● Actions to take:
A: According to the multinode training doc, on which node do you start the training job?
B: Swap "GCS address" for "Cluster address" in the multinode training doc, and write out its text from "Step 1: Set" up to and including "you get above.".

══ Page text ══

Files
Search-R1/docs/multinode.md
2025-04-10 12:26:43 +00:00

5.4 KiB
Raw Blame History

Multinode Training

Our codebase supports multi-node training for large-scale language models. The implementation is mainly based on Ray.

There are two types of nodes when doing Ray multi-node training: (1) head node and (2) worker nodes. There is only one head node where you will start the ray cluster and submit the job. The other nodes are worker nodes, where you only need to start and register to the ray cluster.

Step 1: Set up multinode ray cluster (from link)

a. Start head node with ray start --head --dashboard-host=0.0.0.0, therere 2 address you should care about:

  • GCS address: ray start --address=<address>, where worker node should connect to.

  • Dashboard address: <address>:8265, where you should submit job to the cluster.

head

b. Start worker node and register it to the ray cluster with ray start --address=<address> you get above.

worker

c. Check the cluster status with ray status.

For example, if you have two nodes (each with 8 GPUs) in the cluster, you should see something like this:

status

Step 2: Launch the retrieval server on every node.

We would recommend launch the same retrieval server on every nodes (including both head and worker nodes) for the stable RL training. Detailed information on how to launch different retrievers can be found as follows: doc and scripts.

For example, if you want to launch the local dense retriever with flat indexing, run the following command on every nodes:

bash retrieval_launch.sh

Step 3: Start the job

After the retrievers are launched, you can start the training job. You only need to start the job on the head node.

═══
══ Material provided ══

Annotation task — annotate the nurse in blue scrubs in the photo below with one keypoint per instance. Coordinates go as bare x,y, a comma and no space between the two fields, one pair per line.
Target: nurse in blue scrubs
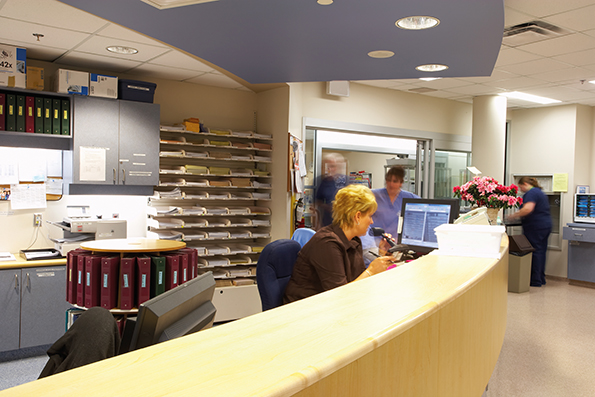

═══

● Solved tasks:
A: Only on the head node.

B:
Step 1: Set up multinode ray cluster (from link)

a. Start head node with ray start --head --dashboard-host=0.0.0.0, therere 2 address you should care about:

  • Cluster address: ray start --address=<address>, where worker node should connect to.

  • Dashboard address: <address>:8265, where you should submit job to the cluster.

head

b. Start worker node and register it to the ray cluster with ray start --address=<address> you get above.